What needs to be done: Where the line containing "The expected format" appears in the entries below, start there and print only that line and every line after it, exactly, through the end, excluding pictures.
Top of Data to examine
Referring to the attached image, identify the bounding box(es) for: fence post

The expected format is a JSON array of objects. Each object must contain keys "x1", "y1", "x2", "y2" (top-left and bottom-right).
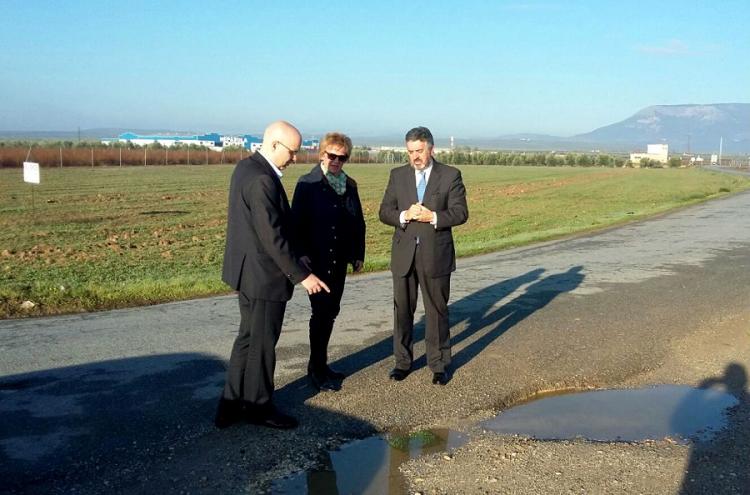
[
  {"x1": 119, "y1": 147, "x2": 122, "y2": 167},
  {"x1": 187, "y1": 147, "x2": 190, "y2": 165},
  {"x1": 91, "y1": 148, "x2": 94, "y2": 169},
  {"x1": 166, "y1": 147, "x2": 168, "y2": 166},
  {"x1": 59, "y1": 147, "x2": 63, "y2": 168},
  {"x1": 205, "y1": 149, "x2": 208, "y2": 165},
  {"x1": 144, "y1": 147, "x2": 147, "y2": 166}
]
Bottom of Data to examine
Output of the exercise:
The expected format is a JSON array of objects. Each object must contain keys "x1", "y1", "x2", "y2" (top-left and bottom-right).
[
  {"x1": 119, "y1": 147, "x2": 122, "y2": 167},
  {"x1": 187, "y1": 147, "x2": 190, "y2": 165},
  {"x1": 91, "y1": 148, "x2": 94, "y2": 169},
  {"x1": 166, "y1": 147, "x2": 168, "y2": 166},
  {"x1": 59, "y1": 147, "x2": 63, "y2": 168},
  {"x1": 205, "y1": 149, "x2": 208, "y2": 165},
  {"x1": 144, "y1": 147, "x2": 147, "y2": 166}
]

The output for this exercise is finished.